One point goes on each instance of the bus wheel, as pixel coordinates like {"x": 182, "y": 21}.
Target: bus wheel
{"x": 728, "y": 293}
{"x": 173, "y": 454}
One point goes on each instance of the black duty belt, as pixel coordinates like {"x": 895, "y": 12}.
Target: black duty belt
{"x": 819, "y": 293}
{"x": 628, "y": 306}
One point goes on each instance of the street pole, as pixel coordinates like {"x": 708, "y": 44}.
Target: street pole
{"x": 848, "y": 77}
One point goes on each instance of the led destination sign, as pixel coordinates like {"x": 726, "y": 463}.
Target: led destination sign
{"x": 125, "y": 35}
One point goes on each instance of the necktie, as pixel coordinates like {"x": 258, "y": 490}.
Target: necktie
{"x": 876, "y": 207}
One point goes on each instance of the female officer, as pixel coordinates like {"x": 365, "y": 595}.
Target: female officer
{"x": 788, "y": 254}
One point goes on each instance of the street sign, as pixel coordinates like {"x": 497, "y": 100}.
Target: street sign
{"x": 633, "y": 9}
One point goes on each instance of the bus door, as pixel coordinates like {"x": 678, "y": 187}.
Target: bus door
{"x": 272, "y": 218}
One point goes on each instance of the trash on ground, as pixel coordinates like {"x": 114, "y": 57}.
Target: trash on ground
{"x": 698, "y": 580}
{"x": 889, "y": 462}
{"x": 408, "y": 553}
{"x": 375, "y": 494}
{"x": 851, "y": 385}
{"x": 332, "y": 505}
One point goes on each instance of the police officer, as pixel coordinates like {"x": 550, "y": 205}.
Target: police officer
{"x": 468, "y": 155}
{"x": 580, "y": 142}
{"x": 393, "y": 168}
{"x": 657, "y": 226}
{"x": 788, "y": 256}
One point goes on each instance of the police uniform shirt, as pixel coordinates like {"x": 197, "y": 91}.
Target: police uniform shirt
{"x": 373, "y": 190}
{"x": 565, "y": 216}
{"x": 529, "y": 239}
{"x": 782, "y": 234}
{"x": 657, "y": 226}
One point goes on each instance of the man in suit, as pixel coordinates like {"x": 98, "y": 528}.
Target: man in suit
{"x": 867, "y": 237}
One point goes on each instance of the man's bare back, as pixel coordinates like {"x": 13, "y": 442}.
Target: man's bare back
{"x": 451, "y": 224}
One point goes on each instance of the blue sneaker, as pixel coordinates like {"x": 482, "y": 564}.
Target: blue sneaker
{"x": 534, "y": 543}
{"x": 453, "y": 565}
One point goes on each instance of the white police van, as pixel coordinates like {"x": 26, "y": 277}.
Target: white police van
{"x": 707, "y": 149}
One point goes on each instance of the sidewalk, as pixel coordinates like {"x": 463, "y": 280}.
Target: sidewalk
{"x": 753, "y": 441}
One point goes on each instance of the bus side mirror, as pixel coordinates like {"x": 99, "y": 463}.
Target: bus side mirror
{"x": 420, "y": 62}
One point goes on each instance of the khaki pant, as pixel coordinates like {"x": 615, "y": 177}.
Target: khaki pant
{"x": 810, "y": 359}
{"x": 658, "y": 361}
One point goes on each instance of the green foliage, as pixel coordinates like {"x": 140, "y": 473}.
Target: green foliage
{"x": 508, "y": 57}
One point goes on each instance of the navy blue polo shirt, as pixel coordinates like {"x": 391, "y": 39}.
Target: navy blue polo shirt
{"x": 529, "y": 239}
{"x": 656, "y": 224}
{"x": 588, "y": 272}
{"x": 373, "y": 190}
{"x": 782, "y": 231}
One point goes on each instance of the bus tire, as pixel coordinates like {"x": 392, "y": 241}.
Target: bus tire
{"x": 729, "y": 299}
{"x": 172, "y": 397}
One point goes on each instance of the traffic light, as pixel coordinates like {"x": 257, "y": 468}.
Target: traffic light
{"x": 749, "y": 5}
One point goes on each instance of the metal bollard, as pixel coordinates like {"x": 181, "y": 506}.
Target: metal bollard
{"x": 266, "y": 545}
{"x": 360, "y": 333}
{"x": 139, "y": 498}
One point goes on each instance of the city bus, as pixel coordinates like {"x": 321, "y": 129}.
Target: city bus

- [Problem to solve] Retype only the stretch of lines above starting at the one with "One point goes on each instance of the necktie, as" and stopping at the one with "One point goes on each instance of the police officer, as", exactly as written, with both kept.

- [Worked solution]
One point goes on each instance of the necktie, as pixel coordinates like {"x": 258, "y": 490}.
Target: necktie
{"x": 876, "y": 207}
One point goes on each instance of the female officer, as pixel coordinates like {"x": 365, "y": 595}.
Target: female officer
{"x": 788, "y": 254}
One point goes on each instance of the street sign, as pixel coordinates like {"x": 497, "y": 100}.
Target: street sign
{"x": 633, "y": 9}
One point goes on each instance of the bus door, as pixel coordinates like {"x": 678, "y": 187}.
Target: bus door
{"x": 272, "y": 218}
One point goes on each instance of the trash on ground, as pixel coordinates like {"x": 114, "y": 57}.
Target: trash on ground
{"x": 698, "y": 580}
{"x": 889, "y": 462}
{"x": 408, "y": 553}
{"x": 375, "y": 494}
{"x": 851, "y": 385}
{"x": 332, "y": 505}
One point goes on each instance of the police officer, as pixel coordinates like {"x": 550, "y": 205}.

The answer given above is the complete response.